**Task goal:**
Write out, unchanged, the lines from the one holding "Wildlife-tally request: point out every instance of the farm" to the close of the listing. Both the first and last lines belong in it.

**Available records:**

........

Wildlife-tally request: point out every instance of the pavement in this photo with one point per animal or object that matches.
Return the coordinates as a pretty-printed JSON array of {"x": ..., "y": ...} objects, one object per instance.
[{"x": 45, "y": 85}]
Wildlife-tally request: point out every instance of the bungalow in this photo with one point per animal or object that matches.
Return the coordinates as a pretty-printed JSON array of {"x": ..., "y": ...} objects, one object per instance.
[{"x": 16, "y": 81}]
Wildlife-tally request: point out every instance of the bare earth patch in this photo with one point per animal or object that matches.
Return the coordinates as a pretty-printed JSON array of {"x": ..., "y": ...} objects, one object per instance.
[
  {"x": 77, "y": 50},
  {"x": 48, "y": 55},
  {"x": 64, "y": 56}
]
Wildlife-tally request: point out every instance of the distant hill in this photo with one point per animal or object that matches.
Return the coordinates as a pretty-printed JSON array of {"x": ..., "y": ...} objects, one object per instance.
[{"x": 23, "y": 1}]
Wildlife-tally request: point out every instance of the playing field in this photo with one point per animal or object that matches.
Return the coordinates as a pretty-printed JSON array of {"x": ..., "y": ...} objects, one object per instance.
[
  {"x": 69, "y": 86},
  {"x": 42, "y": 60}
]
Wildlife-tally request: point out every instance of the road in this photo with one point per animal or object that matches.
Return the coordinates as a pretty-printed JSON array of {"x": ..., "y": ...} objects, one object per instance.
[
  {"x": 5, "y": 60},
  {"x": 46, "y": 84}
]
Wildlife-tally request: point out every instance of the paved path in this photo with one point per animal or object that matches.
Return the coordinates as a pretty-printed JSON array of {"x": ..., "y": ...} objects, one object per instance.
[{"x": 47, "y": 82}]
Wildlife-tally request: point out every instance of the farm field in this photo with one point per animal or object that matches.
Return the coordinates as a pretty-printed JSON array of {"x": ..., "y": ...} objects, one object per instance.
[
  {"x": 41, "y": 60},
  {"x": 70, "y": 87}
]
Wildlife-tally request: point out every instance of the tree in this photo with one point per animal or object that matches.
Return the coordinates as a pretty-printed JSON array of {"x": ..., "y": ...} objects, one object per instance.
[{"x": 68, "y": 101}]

........

**Finished task:**
Wildlife-tally request: point out every instance of the farm field in this photo with one point per animal or object that matches.
Return the coordinates as a pretty-printed JSON array of {"x": ..., "y": ...} objects, one object per instance.
[
  {"x": 41, "y": 60},
  {"x": 70, "y": 87}
]
Wildlife-tally request: point out every instance of the tree in this photo with one point per animal or object that matches.
Return the coordinates as a pretty-printed JSON array of {"x": ..., "y": ...} objects, one object per instance.
[{"x": 68, "y": 101}]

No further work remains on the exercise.